Petunjuk —
A: Sebutkan semua nama orang atau tokoh yang muncul di paragraf isi bacaan, tidak termasuk nama penulisnya. Setiap sosok cukup ditulis satu kali.
B: Dalam bacaan, Aristoteles dikutip soal perubahan yang terjadi. Jelaskan penyebab perubahan itu menurut kutipan tersebut.
C: Tolong salin bagian bacaan mulai dari "by lpm_arena" sampai dengan "dalam seri visualnya.".

### Bacaan ###

Home CATATAN KAKI Politik dalam Persepsi Doflamingo

Politik dalam Persepsi Doflamingo

by lpm_arena
Print Friendly, PDF & Email

Oleh: Ahonk Bae*

Serial kartun atau anime mungkin begitu konyol jika disandingkan dalam meja diskusi atau sebagai obrolan ringan saat berjumpa dengan para kamerad. Apalagi kartun yang dilihat secara take for granted. Namun, bagi penggemar anime One Piece buah karya Eiichiro Oda, sudah barang tentu begitu akrab ketika mendengar nama Donquixote Doflamingo atau mafhum dengan julukan Joker (selanjutnya ditulis Joker), yang dimulai pada episode 629 dalam seri visualnya.

Ia bertengger pada tahta kekuasaannya di Dressrosa, sebuah kerajaan yang berafiliasi dengan Pemerintah Dunia. Mengapa? Tentu karena ia menjabat seorang shichibukai (raja lautan), serta pemakan buah iblis Ito Ito no Mi yang merupakan tipe Paramecia. Ditambah dengan gestur yang membuat penonton sedikit kesal, apalagi dengan intonasi retorikanya. Begitu sekiranya sosok Joker dielaborasikan secara sederhana dari buah karya Oda tersebut. Sebelum kita lebih jauh menganalisis sosoknya (Joker) sebagai seorang politisi licik nan militan yang dengan ambisinya hendak menguasai dunia. Terlebih dahulu kita lihat betapa cerdiknya ia ketika memainkan peranannya di Dressrosa.

Betapapun ia adalah sosok ulung dalam merekayasa sebuah kasus atau bahkan tragedi, seperti awal karirnya ketika ia membumihanguskan Dressrosa hanya dalam satu malam. Namun, tidak diketahui oleh orang banyak siapa dalang sebenarnya selain raja.

Pada saat itu, kerajaan berada di pundak raja bernama Riku Dold II. Seperti yang ditulis Aristoteles, di sini perubahan-perubahan disebabkan sebagian oleh perlakuan yang tidak adil terhadap massa, dan sebagian lagi karena pertikaian faksional di kalangan kelas yang sedang memerintah.

### Data Tercatat ###

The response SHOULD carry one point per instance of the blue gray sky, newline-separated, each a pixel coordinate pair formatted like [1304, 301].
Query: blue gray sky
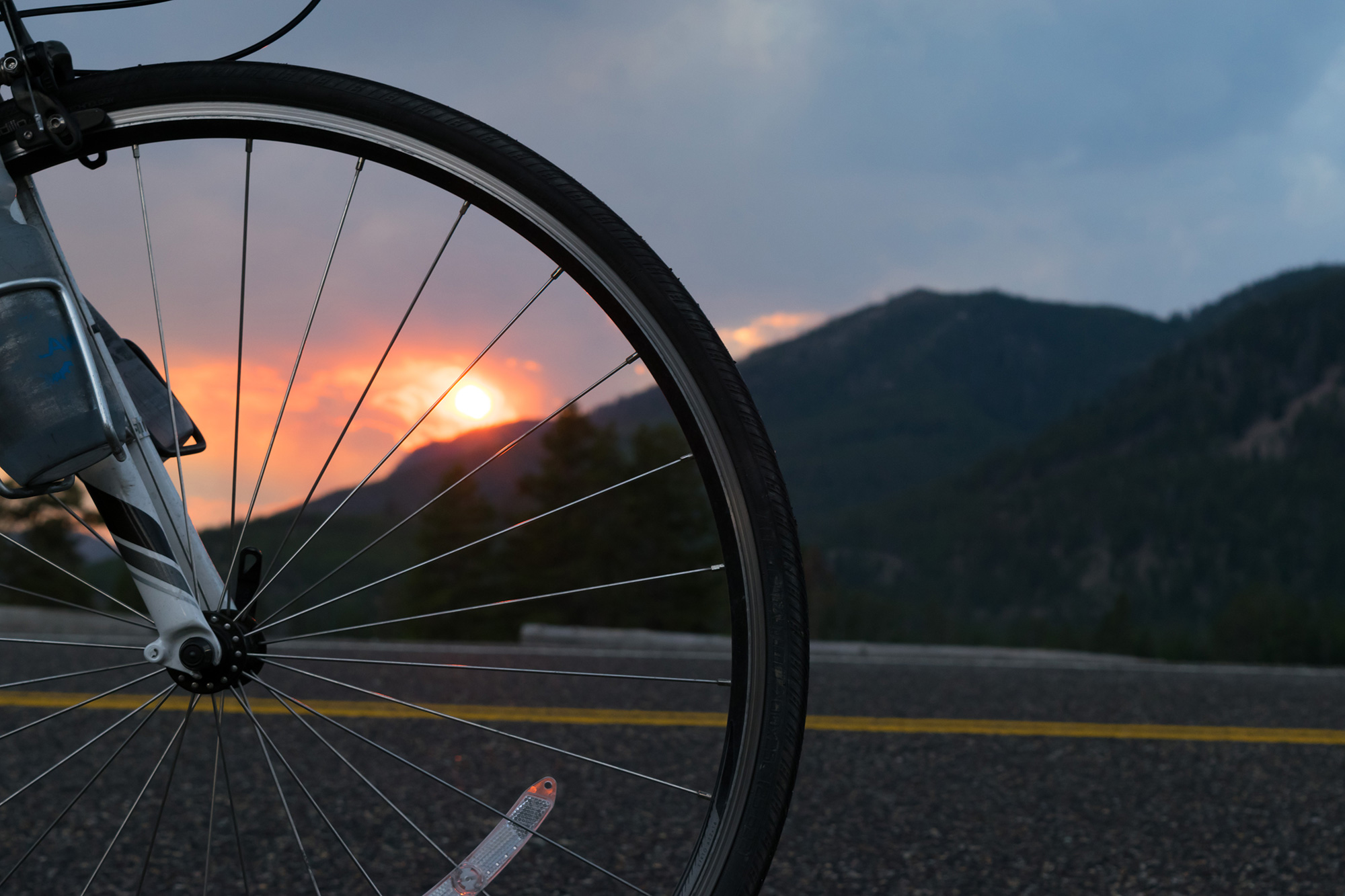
[810, 157]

###

Jawaban —
A:
- Eiichiro Oda
- Donquixote Doflamingo
- Riku Dold II
- Aristoteles

B: Menurut kutipan Aristoteles, perubahan-perubahan itu sebagian disebabkan oleh perlakuan yang tidak adil terhadap massa. Sebagian lagi disebabkan oleh pertikaian faksional di kalangan kelas yang sedang memerintah.

C:
by lpm_arena
Print Friendly, PDF & Email

Oleh: Ahonk Bae*

Serial kartun atau anime mungkin begitu konyol jika disandingkan dalam meja diskusi atau sebagai obrolan ringan saat berjumpa dengan para kamerad. Apalagi kartun yang dilihat secara take for granted. Namun, bagi penggemar anime One Piece buah karya Eiichiro Oda, sudah barang tentu begitu akrab ketika mendengar nama Donquixote Doflamingo atau mafhum dengan julukan Joker (selanjutnya ditulis Joker), yang dimulai pada episode 629 dalam seri visualnya.